### GOAL:
Repeat all the records exactly, omitting pictures.

### WORKING DATA:
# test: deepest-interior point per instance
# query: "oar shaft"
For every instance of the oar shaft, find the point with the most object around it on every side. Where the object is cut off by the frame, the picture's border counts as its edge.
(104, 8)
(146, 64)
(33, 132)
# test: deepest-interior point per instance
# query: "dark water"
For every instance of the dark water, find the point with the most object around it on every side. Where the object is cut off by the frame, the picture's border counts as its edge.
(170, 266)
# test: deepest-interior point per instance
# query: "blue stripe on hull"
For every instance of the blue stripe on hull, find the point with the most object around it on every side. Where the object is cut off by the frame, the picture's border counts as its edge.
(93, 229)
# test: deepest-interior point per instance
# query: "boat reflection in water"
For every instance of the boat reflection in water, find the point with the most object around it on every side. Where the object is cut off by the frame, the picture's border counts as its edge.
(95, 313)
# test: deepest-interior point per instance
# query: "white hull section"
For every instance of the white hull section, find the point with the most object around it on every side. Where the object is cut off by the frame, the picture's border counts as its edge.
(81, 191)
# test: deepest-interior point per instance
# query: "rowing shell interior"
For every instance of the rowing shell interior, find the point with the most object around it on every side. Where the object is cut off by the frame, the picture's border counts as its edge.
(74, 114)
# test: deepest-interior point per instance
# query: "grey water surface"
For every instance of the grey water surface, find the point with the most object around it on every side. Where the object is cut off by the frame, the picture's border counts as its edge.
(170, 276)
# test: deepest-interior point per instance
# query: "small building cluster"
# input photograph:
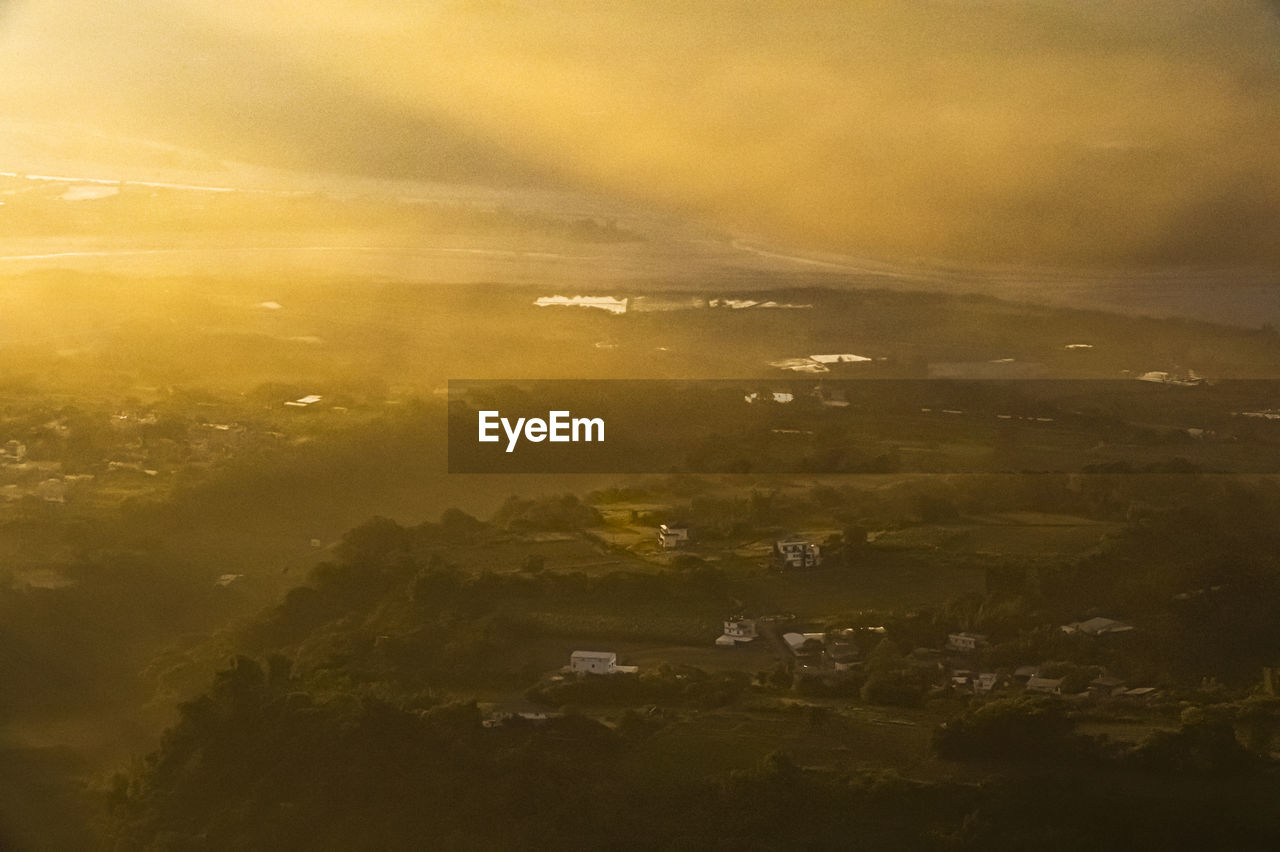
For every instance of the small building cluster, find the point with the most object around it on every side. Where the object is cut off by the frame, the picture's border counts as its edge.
(671, 537)
(598, 663)
(796, 553)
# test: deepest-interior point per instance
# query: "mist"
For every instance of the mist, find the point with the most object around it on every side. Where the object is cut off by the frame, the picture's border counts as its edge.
(1074, 133)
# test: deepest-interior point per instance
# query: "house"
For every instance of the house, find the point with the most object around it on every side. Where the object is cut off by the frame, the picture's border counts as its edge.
(672, 537)
(737, 631)
(1046, 686)
(965, 642)
(984, 682)
(1105, 686)
(842, 650)
(796, 553)
(598, 663)
(1097, 627)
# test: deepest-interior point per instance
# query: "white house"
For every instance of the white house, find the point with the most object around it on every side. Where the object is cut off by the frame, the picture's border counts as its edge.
(796, 553)
(1047, 686)
(593, 662)
(1097, 627)
(671, 537)
(737, 631)
(965, 642)
(598, 663)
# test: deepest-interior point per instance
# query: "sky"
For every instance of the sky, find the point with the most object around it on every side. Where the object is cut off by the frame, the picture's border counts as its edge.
(1070, 132)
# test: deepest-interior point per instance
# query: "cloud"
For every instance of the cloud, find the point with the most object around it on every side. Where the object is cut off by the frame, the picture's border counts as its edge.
(1051, 131)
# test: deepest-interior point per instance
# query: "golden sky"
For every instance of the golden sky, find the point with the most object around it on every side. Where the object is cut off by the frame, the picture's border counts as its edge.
(1082, 132)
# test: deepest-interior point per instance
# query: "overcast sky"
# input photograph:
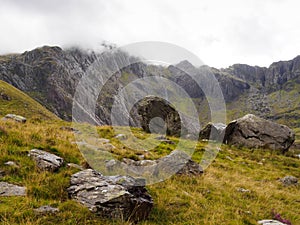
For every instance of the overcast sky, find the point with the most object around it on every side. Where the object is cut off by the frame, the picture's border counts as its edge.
(219, 32)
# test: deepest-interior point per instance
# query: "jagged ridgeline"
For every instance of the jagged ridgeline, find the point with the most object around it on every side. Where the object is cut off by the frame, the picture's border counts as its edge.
(50, 75)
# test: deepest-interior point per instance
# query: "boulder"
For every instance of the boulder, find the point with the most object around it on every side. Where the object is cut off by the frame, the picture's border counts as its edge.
(254, 132)
(153, 107)
(46, 160)
(121, 197)
(177, 162)
(7, 189)
(46, 209)
(16, 118)
(213, 132)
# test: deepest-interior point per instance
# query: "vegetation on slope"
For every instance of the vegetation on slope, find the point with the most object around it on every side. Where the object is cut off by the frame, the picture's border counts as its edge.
(17, 102)
(213, 198)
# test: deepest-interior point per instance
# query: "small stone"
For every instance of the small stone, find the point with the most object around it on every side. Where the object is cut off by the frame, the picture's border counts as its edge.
(16, 118)
(76, 166)
(289, 180)
(45, 160)
(121, 136)
(243, 190)
(270, 222)
(11, 163)
(46, 209)
(120, 197)
(7, 189)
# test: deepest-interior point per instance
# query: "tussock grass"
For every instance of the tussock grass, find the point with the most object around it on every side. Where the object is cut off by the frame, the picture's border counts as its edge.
(209, 199)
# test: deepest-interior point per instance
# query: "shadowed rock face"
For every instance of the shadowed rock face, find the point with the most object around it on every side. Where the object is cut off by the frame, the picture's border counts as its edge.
(254, 132)
(152, 107)
(213, 132)
(120, 197)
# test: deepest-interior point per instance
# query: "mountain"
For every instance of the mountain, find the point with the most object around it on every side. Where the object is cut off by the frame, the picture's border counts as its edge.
(50, 75)
(15, 101)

### FULL OUTPUT:
# test: deepest-interior point per instance
# query: "oar shaft"
For every instance of the oar shaft, find the point with the most object around it on every side. Where the object is cut off by the frame, the picture's border counts as its edge.
(104, 8)
(146, 64)
(33, 132)
# test: deepest-interior point per instance
# query: "dark water"
For every instance of the dark water, find the point with the most object around it on every side. Where the object is cut off by the frame, the picture's border counts as its edge.
(170, 266)
# test: deepest-interior point per instance
# query: "blue stripe on hull"
For every instance of the blue stripe on hull, find the point with the most object around it on every side. Where the object is cut off by the frame, the picture's border counts as its edge.
(93, 229)
# test: deepest-interior point per instance
# query: "boat reflection in water"
For every instance of the boat reflection in water, find the point with the most object around it on every side. Where the object is cut off by the frame, the picture's border counts as its edge.
(95, 313)
# test: deepest-interior point per instance
# query: "white hull section"
For every instance of the white hull section, find the point with the most object around it on every side. Where the object is cut off by the frame, the picture's border counts as its edge.
(81, 191)
# test: deepest-interior point per instance
# query: "rowing shell interior"
For every instance of the rowing shell interior, find the point with the most object around it on every side. Where the object is cut off by the frame, the picture's border counts as its edge.
(74, 114)
# test: deepest-interior point per instance
# query: "grey water surface"
For every instance of the grey water surface, find the point with the most object around it on every side. Where the object is cut off by the frame, the picture's border counts as its edge.
(170, 276)
# test: deepest-interior point per instance
# query: "small building cluster"
# input photograph:
For every instance of the small building cluster, find the point with the most object around it on every side. Where the object is cut off by the frame, the picture's border counts as its edge.
(671, 537)
(598, 663)
(796, 553)
# test: deepest-interior point per instance
# query: "mist"
For every instance of the mist, find the point with the most object around it on every side. Where the object is cut off by the frame, the picture's border counts as its edge.
(1074, 133)
# test: deepest-interior point per instance
# query: "house"
For every instance of the house, find the point with the most object around it on every side. Where the object is cut off by the frame, the picture's border counts as its edge.
(672, 537)
(737, 631)
(1046, 686)
(965, 642)
(984, 682)
(1105, 686)
(842, 650)
(796, 553)
(598, 663)
(1097, 627)
# test: deepest-interior point per instance
# query: "white house"
For every instance of the white house, find the point with the most object around it on every side. Where the object is cut off by the frame, the picture's border counts as its edge.
(796, 553)
(1047, 686)
(593, 662)
(1097, 627)
(671, 537)
(737, 631)
(965, 642)
(598, 663)
# test: deepest-interior point per instance
# query: "sky"
For every instance of the sky, find the point with the most object around it on every side. Where the object is cut off by the frame, the picture's border counts as its edge.
(1070, 132)
# test: deepest-interior point per instance
# query: "cloud"
For every instance of the cloud, find the point with the most object around it on every side. Where the object is cut off by the frame, the picture's border counts as its edge.
(1051, 131)
# test: deepest-interior point per instance
# query: "golden sky"
For every instance of the golden sky, find the point with the most object around it on every side. Where the object is cut off by the frame, the picture's border counts as its edge.
(1082, 132)
# test: deepest-interior point per instance
# query: "overcast sky"
# input photograph:
For every instance of the overcast sky, find the point with the most object around it on every side. Where the object is cut off by the frame, the picture's border counts as its edge.
(219, 32)
# test: deepest-interior point per instance
# query: "jagged ridgeline"
For every instance of the jagged ridgeline, find the point with the most object around it on every side. Where the object is cut off by the frame, the picture's border counts as its edge.
(50, 75)
# test: deepest-interior point per instance
# query: "boulder"
For every instance of the boulder, find the point with the most object around it on every side. Where the object is cut off by the frame, the picture's border counts as its edge.
(254, 132)
(153, 107)
(46, 160)
(121, 197)
(177, 162)
(7, 189)
(46, 209)
(16, 118)
(213, 132)
# test: deepest-interior point per instance
# query: "vegetation on slope"
For every instance of the vegetation on slope, find the point with the most object around it on every side. Where the object is cut off by the frame, the picture's border counts as its edge.
(17, 102)
(213, 198)
# test: deepest-interior point per instance
# query: "small stone"
For every instance of the small stone, find the point with the most object around it on every side. Where the object is cut off by the frame, the picture's border counts as its edge.
(16, 118)
(76, 166)
(289, 180)
(45, 160)
(121, 136)
(243, 190)
(270, 222)
(11, 163)
(46, 209)
(120, 197)
(7, 189)
# test: deepest-interior point per instance
# query: "tussock grass"
For every instance of the tussock grass, find the point with the most object around it on every side. Where the object is cut off by the frame, the picture's border counts as its edge.
(209, 199)
# test: deepest-interior point per instance
# query: "shadowed rock face"
For every instance of the shadowed rock face, find the point with the most object around it on every side. Where the object is cut off by the frame, the picture's border counts as its edge.
(254, 132)
(152, 107)
(213, 132)
(120, 197)
# test: deepest-interior point per instance
# query: "mountain"
For every instance of the mountain, find the point with the most object around it on every side. Where the object is cut off by the frame, the picture's border counts as its edge.
(50, 75)
(15, 101)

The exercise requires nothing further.